**BRIEF**.
In the text on Manichaeism, how many bishops stood under the twelve apostles?

>> BEGIN TEXT SEGMENT

Thus Christianity is here resolved into a fantastic dualistic, and yet pantheistic philosophy of nature; moral regeneration is identified with a process of physical refinement; and the whole mystery of redemption is found in light, which was always worshipped in the East as the symbol of deity. Unquestionably there pervades the Manichaean system a kind of groaning of the creature for redemption, and a deep sympathy with nature, that hieroglyphic of spirit; but all is distorted and confused. The suffering Jesus on the cross (Jesus patibilis) is here a mere illusion, a symbol of the world-soul still enchained in matter, and is seen in every plant which works upwards from the dark bosom of the earth towards the light, towards bloom and fruit, yearning after freedom. Hence the class of the "perfect" would not kill nor wound a beast, pluck a flower, nor break a blade of grass. The system, instead of being, as it pretends, a liberation of light from darkness, is really a turning of light into darkness.

2. The morality of the Manichaeans was severely ascetic, based on the fundamental error of the intrinsic evil of matter and the body; the extreme opposite of the Pelagian view of the essential moral purity of human nature.927  The great moral aim is, to become entirely unworldly in the Buddhistic sense; to renounce and destroy corporeity; to set the good soul free from the fetters of matter. This is accomplished by the most rigid and gloomy abstinence from all those elements which have their source in the sphere of darkness. It was, however, only required of the elect, not of catechumens. A distinction was made between a higher and lower morality similar to that in the catholic church. The perfection of the elect consisted in a threefold seal or preservative (signaculum).928

(a) The signaculum oris, that is, purity in words and in diet, abstinence from all animal food and strong drink, even in the holy supper, and restriction to vegetable diet, which was furnished to the perfect by the "bearers," particularly olives, as their oil is the food of light.

(b) The signaculum manuum: renunciation of earthly property, and of material and industrial pursuits, even agriculture; with a sacred reverence for the divine light-life diffused through all nature.

(c) The signaculum sinus, or celibacy, and abstinence from any gratification of sensual desire. Marriage, or rather procreation, is a contamination with corporeity, which is essentially evil.

This unnatural holiness of the elect at the same time atoned for the unavoidable daily sins of the catechumens who paid them the greatest reverence. It was accompanied, however, as in the Gnostics, with an excessive pride of knowledge, and if we are to believe the catholic opponents, its fair show not rarely concealed refined forms of vice.

3. Organization. Manichaeism differed from all the Gnostic schools in having a fixed, and that a strictly hierarchical, organization. This accounts in large measure for its tenacity and endurance. At the head of the sect stood twelve apostles, or magistri, among whom Mani and his successors, like Peter and the pope, held the chief place. Under them were seventy-two bishops, answering to the seventy-two (strictly seventy) disciples of Jesus; and under these came presbyters, deacons and itinerant evangelists.929  In the congregation there were two distinct classes, designed to correspond to the catechumens and the faithful in the catholic church: the "hearers;"930 and the "perfect," the esoteric, the priestly caste,931 which represents the last stage in the process of liberation of the spirit and its separation from the world, the transition from the kingdom of matter into the kingdom of light, or in Buddhistic terms, from the world of Sansara into Nirwana.

>> END TEXT SEGMENT
>> BEGIN EXCERPTED DATA

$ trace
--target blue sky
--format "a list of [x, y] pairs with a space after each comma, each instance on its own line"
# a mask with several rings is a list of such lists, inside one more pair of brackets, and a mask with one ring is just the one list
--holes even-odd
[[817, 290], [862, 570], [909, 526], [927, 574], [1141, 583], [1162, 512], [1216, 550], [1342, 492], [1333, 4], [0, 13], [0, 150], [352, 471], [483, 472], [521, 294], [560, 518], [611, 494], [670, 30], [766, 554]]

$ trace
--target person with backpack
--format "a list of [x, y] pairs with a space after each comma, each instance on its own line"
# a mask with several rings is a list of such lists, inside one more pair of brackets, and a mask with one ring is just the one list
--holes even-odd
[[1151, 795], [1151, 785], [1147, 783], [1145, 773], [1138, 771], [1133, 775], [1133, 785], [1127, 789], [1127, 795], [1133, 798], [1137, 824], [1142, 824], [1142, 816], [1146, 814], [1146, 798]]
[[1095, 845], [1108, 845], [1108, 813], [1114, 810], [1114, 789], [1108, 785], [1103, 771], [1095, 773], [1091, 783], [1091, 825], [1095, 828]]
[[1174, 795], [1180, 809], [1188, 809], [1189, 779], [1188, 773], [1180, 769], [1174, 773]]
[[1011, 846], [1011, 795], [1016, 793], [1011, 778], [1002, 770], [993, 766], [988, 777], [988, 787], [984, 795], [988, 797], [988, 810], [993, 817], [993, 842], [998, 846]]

>> END EXCERPTED DATA

**THE SOLUTION**.
Seventy-two.